DIRECTIONS | Repeat the entries below in full, with every character unchanged.

PROVIDED ENTRIES |

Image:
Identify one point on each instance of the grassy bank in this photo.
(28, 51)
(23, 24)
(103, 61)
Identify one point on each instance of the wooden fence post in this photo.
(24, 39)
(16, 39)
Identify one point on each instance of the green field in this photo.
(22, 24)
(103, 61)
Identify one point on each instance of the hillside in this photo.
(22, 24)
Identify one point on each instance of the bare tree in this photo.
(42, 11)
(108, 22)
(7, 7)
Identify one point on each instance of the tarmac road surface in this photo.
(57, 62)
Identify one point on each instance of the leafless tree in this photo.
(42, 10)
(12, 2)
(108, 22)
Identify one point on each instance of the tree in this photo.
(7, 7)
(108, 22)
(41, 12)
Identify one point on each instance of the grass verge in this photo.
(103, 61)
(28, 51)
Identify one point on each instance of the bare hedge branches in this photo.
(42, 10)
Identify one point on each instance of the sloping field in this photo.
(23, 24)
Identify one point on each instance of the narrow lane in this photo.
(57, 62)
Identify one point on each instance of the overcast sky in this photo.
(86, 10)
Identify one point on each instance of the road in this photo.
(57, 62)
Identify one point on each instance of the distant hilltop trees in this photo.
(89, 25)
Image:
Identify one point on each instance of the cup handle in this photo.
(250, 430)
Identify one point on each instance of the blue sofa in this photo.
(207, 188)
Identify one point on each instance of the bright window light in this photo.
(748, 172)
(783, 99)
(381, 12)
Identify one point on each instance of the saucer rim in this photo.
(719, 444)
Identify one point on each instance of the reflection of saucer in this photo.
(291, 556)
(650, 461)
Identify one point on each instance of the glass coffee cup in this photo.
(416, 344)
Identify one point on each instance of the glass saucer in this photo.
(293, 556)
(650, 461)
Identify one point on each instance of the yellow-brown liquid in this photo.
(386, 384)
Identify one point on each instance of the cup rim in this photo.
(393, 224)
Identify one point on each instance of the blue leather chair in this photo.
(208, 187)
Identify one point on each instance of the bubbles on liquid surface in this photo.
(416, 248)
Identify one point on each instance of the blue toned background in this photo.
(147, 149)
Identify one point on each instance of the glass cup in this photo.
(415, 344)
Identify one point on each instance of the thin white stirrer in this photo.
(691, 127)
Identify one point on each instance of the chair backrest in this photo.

RESULT |
Image:
Identify one point on each instance of the grassy bank in this photo.
(28, 51)
(23, 24)
(103, 61)
Identify one point on each instance of the wooden fence post in this photo.
(24, 39)
(16, 39)
Identify one point on each instance of the green field in this photo.
(22, 24)
(103, 61)
Identify one point on each instance of the hillside in this photo.
(22, 24)
Identify one point on each instance of the bare tree in this photo.
(42, 11)
(108, 22)
(7, 7)
Identify one point on each instance of the tarmac road surface in this photo.
(57, 62)
Identify one point on each instance of the leafless tree in this photo.
(42, 10)
(12, 2)
(108, 22)
Identify one point on each instance of the tree in this photo.
(7, 7)
(108, 22)
(41, 12)
Identify one point on each instance of the grass verge in this photo.
(103, 61)
(28, 51)
Identify one point on each instance of the bare hedge branches in this photo.
(42, 10)
Identify one point on each instance of the sloping field in this photo.
(23, 24)
Identify one point on each instance of the narrow lane in this photo.
(57, 62)
Identify one point on each instance of the overcast sky in this photo.
(86, 10)
Identify one point on each instance of the road in this photo.
(57, 62)
Identify one point on each instance of the distant hilltop trees in this photo.
(89, 25)
Image:
Identify one point on each instance of the cup handle in this photo.
(250, 430)
Identify one point on each instance of the blue sofa in this photo.
(207, 188)
Identify one point on each instance of the bright window light in this photo.
(748, 172)
(783, 99)
(381, 12)
Identify one point on each instance of the saucer rim in this photo.
(719, 444)
Identify one point on each instance of the reflection of saucer in this photo.
(291, 556)
(650, 461)
Identify one point on each instance of the glass coffee cup in this photo.
(416, 344)
Identify one point on each instance of the glass saucer in this photo.
(293, 556)
(650, 461)
Identify one point on each instance of the yellow-brown liquid in this photo.
(386, 384)
Identify one point on each instance of the cup rim in this photo.
(393, 224)
Identify one point on each instance of the blue leather chair in this photo.
(208, 187)
Identify one point on each instance of the bubbles on liquid surface in this photo.
(416, 248)
Identify one point on each instance of the blue toned background in this photo.
(147, 149)
Identify one point on each instance of the glass cup in this photo.
(415, 344)
Identify one point on each instance of the thin white stirrer in this photo.
(691, 127)
Identify one point on each instance of the chair backrest in this photo.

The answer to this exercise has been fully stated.